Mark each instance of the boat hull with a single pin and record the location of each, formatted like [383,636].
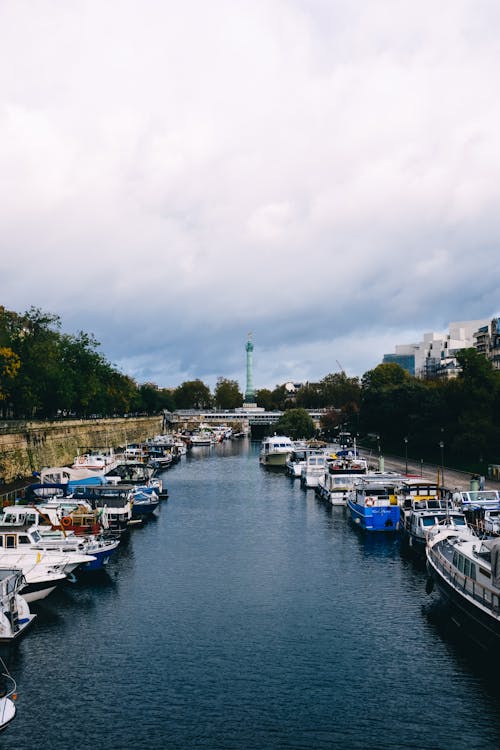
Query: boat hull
[274,459]
[477,624]
[383,518]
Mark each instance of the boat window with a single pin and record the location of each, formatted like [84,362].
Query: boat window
[428,521]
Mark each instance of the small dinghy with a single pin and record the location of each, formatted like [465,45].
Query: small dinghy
[7,697]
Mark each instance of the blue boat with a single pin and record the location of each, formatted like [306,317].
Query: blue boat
[373,505]
[144,502]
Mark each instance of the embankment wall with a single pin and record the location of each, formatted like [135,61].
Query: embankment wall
[26,447]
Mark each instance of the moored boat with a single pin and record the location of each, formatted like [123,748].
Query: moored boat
[466,571]
[275,450]
[15,615]
[313,469]
[373,505]
[7,697]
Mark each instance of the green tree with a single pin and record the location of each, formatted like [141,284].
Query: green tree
[264,399]
[193,394]
[297,424]
[227,394]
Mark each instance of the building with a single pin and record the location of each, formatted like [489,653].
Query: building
[487,341]
[435,355]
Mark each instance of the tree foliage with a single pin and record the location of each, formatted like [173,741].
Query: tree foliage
[297,424]
[193,394]
[227,394]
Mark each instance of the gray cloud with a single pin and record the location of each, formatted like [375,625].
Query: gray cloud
[321,173]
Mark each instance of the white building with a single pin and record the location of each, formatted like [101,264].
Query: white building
[435,355]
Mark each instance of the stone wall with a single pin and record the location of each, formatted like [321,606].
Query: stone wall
[26,447]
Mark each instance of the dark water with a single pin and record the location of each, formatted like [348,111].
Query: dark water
[249,615]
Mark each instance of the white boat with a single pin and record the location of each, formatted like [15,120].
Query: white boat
[313,469]
[43,569]
[341,474]
[466,571]
[15,615]
[7,697]
[275,450]
[97,460]
[53,534]
[297,459]
[202,438]
[335,488]
[481,498]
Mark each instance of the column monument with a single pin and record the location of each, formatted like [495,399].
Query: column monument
[249,402]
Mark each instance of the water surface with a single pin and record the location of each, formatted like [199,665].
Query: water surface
[248,614]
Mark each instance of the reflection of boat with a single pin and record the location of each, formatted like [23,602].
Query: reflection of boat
[466,570]
[15,615]
[313,469]
[275,450]
[7,697]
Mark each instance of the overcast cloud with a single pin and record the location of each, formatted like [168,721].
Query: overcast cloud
[323,173]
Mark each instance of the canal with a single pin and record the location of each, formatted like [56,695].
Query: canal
[249,615]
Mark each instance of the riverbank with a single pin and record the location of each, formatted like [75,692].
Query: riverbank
[26,447]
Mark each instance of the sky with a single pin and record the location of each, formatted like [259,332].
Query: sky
[321,173]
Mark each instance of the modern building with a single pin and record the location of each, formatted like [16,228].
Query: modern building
[487,341]
[435,355]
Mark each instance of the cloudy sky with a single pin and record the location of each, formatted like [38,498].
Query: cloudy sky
[323,173]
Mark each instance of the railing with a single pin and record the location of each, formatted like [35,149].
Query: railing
[483,594]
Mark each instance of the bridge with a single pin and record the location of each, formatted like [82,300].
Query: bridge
[247,417]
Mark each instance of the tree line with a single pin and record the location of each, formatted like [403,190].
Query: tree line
[45,373]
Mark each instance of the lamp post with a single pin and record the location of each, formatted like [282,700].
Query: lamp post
[441,445]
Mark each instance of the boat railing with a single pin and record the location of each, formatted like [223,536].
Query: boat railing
[479,592]
[8,687]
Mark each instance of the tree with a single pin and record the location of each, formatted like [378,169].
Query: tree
[9,367]
[264,399]
[227,394]
[297,424]
[193,394]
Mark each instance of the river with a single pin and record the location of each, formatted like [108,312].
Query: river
[249,615]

━━━━━━━━━━━━━━━━

* Work item: Could you set down verbatim the lines from the beginning of the entries above through the line containing "Mark each instance of the boat window", both included, leaving out the pictures?

* Answer section:
Mark each instance of the boat hull with a single pin and record the location of each, formatted like [383,636].
Query: boat hull
[274,459]
[477,624]
[383,518]
Mark each instance of the boat window with a single pin and record the location of each, formatted like [84,362].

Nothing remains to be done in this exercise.